START Page excerpt
We have been home from Ethiopia for a little over 5 weeks now. I have written and erased THIS post about 10 times. I am not sure how to put to paper what is in my heart. Please be patient with me as I attempt to convey my heart feelings. I feel if this is something I need to do, for me. This is rather long...make sure you have enough time!
Just a little history...
Tulio and I were raised in the same churches (same denomination, different churches) for over 15 years each, respectfully. We were presented with missions and foreign missionaries our entire life. I remember being a little girl, wearing an asian dress and attending a mission conference. I vividly recall standing at the Ghana, West Africa table gawking at the different types of food that were presented for our sampling. My sister and I, among our friends, would nudge each other in a dare over who would try "THAT"first. I remember sitting in "big church," hearing Mark Buntain preach about the children of Calcutta, India. Wow! He was a great man! As a little girl, I dreamed of being a missionary or a pastor's wife.
END Page excerpt
START Data excerpts
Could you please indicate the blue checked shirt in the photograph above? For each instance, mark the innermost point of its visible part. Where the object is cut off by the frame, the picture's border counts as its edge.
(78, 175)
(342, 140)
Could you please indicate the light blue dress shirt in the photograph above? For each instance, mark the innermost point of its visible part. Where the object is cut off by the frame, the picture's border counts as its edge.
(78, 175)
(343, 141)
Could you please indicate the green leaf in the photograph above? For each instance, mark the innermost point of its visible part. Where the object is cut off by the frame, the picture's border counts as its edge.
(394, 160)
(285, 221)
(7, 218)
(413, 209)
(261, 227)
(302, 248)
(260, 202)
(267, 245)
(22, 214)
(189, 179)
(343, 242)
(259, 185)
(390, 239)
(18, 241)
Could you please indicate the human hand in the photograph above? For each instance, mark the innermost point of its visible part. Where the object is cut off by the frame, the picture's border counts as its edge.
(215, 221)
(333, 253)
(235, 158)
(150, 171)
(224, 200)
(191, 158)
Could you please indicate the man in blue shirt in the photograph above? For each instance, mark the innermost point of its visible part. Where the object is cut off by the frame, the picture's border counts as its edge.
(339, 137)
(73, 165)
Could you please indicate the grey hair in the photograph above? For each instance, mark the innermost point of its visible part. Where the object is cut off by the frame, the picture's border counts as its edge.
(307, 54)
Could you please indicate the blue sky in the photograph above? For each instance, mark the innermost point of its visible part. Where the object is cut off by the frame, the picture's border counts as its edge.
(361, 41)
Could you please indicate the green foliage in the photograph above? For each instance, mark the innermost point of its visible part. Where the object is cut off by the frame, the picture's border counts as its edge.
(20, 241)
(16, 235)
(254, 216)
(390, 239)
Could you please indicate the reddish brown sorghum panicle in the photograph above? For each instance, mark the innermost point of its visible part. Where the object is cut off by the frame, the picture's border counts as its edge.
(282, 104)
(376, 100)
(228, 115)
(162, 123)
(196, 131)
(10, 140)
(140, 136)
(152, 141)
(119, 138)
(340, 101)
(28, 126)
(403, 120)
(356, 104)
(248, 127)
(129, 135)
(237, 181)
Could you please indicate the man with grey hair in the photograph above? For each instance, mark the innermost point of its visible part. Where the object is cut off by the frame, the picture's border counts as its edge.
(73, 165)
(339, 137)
END Data excerpts
List of tasks:
**A)** Using the blog post, answer each question briefly:
(i) How long has the writer been home from Ethiopia?
(ii) About how many times has the writer written and erased the post?
(iii) Whose preaching about the children of Calcutta, India, does the writer recall hearing in "big church"?
**B)** Copy the stretch of the blog post from "Just a little" through "a pastor's wife.".
Work only from the blog post; nothing outside it is needed.

Answers to the tasks:
**A)**
(i) A little over 5 weeks.
(ii) About 10 times.
(iii) Mark Buntain's.

**B)**
Just a little history...
Tulio and I were raised in the same churches (same denomination, different churches) for over 15 years each, respectfully. We were presented with missions and foreign missionaries our entire life. I remember being a little girl, wearing an asian dress and attending a mission conference. I vividly recall standing at the Ghana, West Africa table gawking at the different types of food that were presented for our sampling. My sister and I, among our friends, would nudge each other in a dare over who would try "THAT"first. I remember sitting in "big church," hearing Mark Buntain preach about the children of Calcutta, India. Wow! He was a great man! As a little girl, I dreamed of being a missionary or a pastor's wife.